# BRIEF
Given the listing below, write out exactly the lines starting with the line that has "Query: green foliage" and going on through the line that has "Query: dry grass", both kept.

# DATA SHOWN
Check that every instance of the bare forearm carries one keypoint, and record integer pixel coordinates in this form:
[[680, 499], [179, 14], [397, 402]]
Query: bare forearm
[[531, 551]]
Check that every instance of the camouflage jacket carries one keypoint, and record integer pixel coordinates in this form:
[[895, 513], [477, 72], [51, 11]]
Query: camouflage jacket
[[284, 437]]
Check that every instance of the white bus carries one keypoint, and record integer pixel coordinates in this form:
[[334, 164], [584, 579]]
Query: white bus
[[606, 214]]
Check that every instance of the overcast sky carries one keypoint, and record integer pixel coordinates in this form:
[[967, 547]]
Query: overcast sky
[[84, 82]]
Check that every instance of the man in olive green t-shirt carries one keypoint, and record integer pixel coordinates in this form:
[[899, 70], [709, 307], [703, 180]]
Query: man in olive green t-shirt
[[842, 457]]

==

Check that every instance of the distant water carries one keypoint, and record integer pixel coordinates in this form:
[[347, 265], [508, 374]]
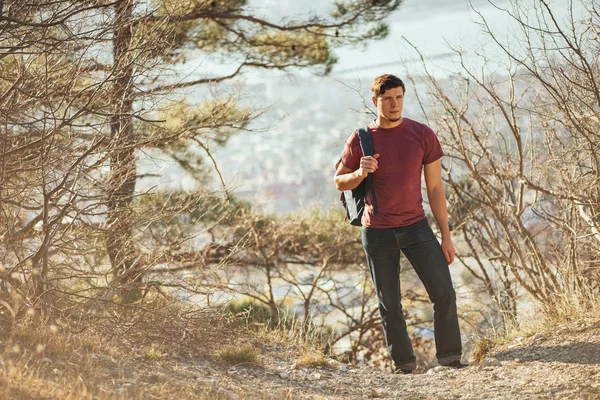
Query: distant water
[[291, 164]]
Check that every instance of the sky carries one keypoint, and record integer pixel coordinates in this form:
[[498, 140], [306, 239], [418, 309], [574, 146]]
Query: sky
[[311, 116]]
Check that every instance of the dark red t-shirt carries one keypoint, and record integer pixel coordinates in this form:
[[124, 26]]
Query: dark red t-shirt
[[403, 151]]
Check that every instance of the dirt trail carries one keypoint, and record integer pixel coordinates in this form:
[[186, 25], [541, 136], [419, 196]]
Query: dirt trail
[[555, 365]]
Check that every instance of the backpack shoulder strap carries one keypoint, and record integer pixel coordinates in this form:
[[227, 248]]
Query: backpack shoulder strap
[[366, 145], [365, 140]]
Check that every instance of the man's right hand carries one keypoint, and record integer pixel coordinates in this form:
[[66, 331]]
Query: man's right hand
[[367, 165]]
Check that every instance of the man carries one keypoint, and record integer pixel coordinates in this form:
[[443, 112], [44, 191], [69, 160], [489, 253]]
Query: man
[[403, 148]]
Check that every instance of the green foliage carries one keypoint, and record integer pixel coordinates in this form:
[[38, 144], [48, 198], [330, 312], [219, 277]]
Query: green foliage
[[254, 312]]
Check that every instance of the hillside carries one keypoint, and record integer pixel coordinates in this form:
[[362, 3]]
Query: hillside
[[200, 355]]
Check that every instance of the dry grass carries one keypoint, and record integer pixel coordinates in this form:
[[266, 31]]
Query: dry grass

* * *

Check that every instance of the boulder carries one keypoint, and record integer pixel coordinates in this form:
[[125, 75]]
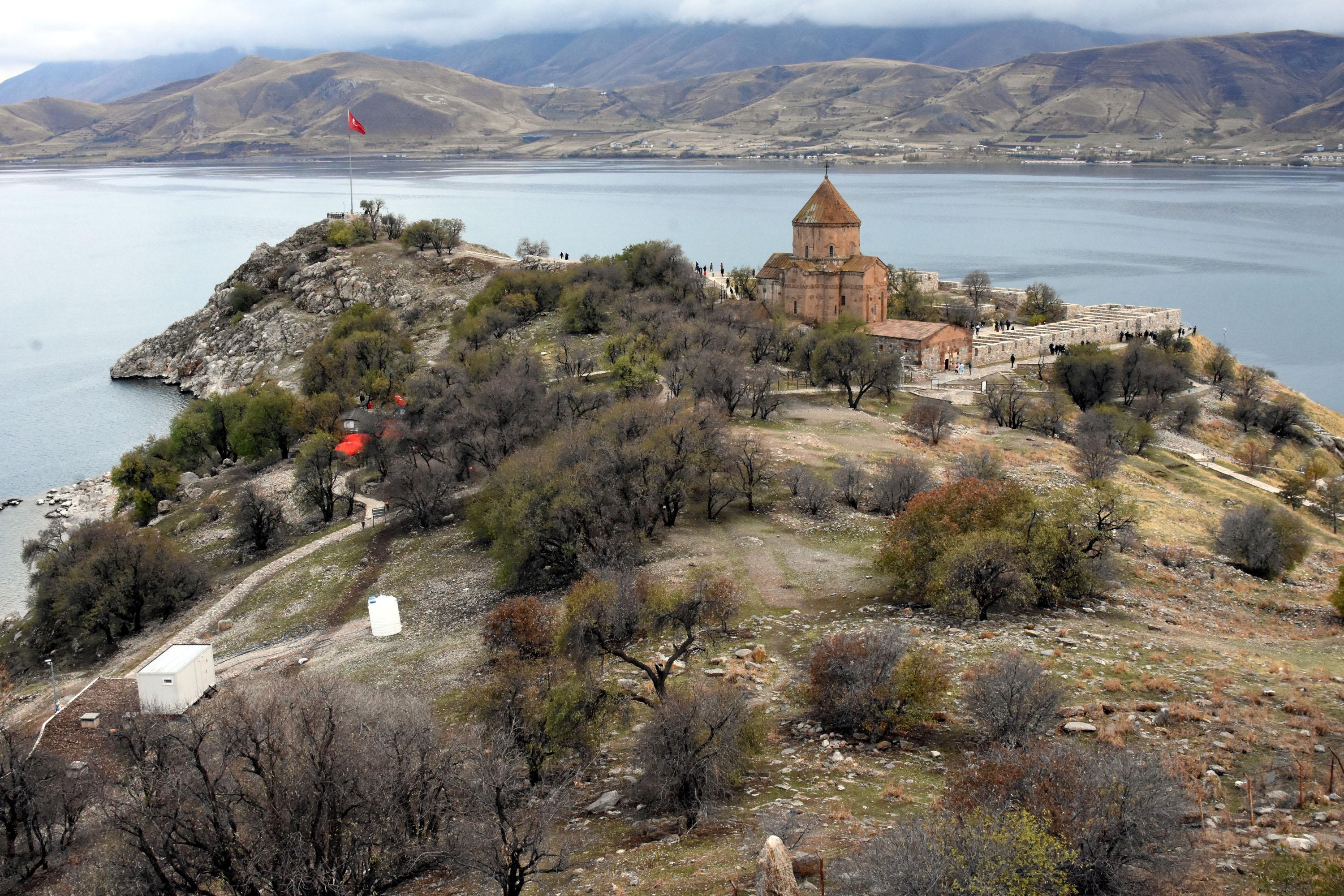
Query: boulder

# ANSWER TO THIS TASK
Query: green foliage
[[254, 312]]
Check that every instance of the hillside carries one keypoint, and record integer pixel coordinates in this form:
[[362, 3]]
Query: hillside
[[200, 355]]
Check that every instance of the dry grass carries one keypoint, and record integer pixel coordinates in this form:
[[266, 31]]
Query: dry grass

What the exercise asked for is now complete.